What the task requires
In the records below, reproduce only the stretch from the line containing "of the distant" through the line containing "point(527, 368)", substituting "thick forest canopy" for "dense forest canopy" and leaving everything else unchanged.

Location identification records

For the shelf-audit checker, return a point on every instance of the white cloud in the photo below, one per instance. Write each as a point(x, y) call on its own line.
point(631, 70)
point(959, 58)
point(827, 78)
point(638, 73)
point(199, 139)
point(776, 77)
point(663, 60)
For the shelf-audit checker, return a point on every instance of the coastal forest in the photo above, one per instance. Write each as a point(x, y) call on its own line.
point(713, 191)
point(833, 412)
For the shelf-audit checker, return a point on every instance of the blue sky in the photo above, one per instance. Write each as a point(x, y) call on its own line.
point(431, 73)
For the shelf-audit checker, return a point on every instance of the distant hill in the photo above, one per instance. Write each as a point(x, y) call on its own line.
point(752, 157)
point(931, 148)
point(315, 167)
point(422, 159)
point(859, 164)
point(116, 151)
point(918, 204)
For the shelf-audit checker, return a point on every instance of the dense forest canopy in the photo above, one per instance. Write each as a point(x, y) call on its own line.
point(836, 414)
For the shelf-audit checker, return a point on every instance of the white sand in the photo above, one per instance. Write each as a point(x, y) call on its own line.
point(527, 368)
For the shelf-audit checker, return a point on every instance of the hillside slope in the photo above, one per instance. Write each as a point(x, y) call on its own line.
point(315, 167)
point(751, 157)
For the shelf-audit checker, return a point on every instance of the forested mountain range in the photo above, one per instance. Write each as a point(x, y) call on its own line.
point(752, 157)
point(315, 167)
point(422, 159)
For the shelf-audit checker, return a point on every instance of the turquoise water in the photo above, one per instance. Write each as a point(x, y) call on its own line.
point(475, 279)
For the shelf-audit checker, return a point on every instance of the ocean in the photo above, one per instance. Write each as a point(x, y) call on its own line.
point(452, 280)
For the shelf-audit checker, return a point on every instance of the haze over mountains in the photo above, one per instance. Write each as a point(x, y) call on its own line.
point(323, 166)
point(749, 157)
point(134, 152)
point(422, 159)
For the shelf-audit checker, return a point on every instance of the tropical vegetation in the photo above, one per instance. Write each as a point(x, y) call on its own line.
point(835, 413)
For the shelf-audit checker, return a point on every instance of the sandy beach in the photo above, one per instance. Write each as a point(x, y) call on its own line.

Full response
For the shelf-audit checker, return a point on every instance of the distant hill in the photo above, one per instance. Write each as a point(x, y) call on its own line.
point(752, 157)
point(931, 148)
point(315, 167)
point(422, 159)
point(859, 164)
point(116, 151)
point(918, 204)
For the shelf-audit checker, return a point on every instance of the thick forest canopy in the photo above, one per instance. Write each as a point(x, y) call on its own line.
point(836, 414)
For the shelf-audit checker, return a point on every instance of the white sand in the photo above, one per instance. Write each as a point(x, y) call on its own line.
point(527, 368)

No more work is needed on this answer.